> **Exercise instructions**:
Below, find each line holding "concrete" and state how many there are, using the number alone.

> **Records provided**:
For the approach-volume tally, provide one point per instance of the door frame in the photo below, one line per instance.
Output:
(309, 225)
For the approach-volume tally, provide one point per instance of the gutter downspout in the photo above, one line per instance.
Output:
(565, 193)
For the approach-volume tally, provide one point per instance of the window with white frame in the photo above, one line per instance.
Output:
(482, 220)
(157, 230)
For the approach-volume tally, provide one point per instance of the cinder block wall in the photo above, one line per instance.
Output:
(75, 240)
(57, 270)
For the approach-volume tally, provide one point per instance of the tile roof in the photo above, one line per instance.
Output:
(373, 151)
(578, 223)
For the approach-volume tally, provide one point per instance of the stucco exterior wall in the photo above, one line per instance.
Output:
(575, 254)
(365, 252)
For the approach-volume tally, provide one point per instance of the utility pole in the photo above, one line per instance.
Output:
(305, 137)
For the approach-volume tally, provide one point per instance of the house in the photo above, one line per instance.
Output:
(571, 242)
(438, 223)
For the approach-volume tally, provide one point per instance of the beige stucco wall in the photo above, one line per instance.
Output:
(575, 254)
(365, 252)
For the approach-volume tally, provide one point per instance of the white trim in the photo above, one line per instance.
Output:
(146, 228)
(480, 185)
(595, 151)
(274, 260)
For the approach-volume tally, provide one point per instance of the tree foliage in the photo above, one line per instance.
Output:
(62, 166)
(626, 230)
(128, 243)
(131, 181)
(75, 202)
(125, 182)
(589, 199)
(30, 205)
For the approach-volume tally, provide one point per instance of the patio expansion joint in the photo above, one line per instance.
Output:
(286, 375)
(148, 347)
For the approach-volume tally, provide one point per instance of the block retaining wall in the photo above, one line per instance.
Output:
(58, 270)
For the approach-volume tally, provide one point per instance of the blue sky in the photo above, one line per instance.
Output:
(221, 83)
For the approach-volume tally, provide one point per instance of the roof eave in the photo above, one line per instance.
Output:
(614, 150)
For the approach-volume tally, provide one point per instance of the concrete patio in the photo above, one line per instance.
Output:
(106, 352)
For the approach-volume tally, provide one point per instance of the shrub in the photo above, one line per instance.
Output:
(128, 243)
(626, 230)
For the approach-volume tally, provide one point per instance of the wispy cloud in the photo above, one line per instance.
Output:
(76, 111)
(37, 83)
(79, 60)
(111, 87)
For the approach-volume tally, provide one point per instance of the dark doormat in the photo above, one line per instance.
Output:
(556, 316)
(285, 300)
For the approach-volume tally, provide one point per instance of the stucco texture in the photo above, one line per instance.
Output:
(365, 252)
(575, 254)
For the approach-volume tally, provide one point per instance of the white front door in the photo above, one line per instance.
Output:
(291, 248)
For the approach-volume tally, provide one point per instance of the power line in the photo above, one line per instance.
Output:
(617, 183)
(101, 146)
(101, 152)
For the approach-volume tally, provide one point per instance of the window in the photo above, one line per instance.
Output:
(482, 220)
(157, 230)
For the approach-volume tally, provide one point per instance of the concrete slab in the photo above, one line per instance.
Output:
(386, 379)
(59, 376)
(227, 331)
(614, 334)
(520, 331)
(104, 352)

> **Answer section**:
2